PROBLEM DESCRIPTION
Quote every one of the following entries word for word, omitting the pictures.

════

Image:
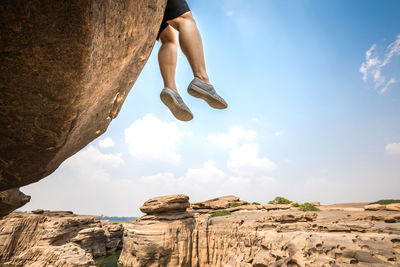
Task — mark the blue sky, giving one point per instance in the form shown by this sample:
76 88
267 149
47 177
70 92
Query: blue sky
314 101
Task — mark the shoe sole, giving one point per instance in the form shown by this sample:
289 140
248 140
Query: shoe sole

════

RESPONSE TO THE EXERCISE
Image:
Task — mark the blue sky, giving one point per instance in the form shown by this sample:
76 88
267 149
47 177
70 92
Query: blue sky
314 101
Task — mark the shoe sole, giving one point per instance in the form shown by this sample:
289 140
248 140
Query: shoe sole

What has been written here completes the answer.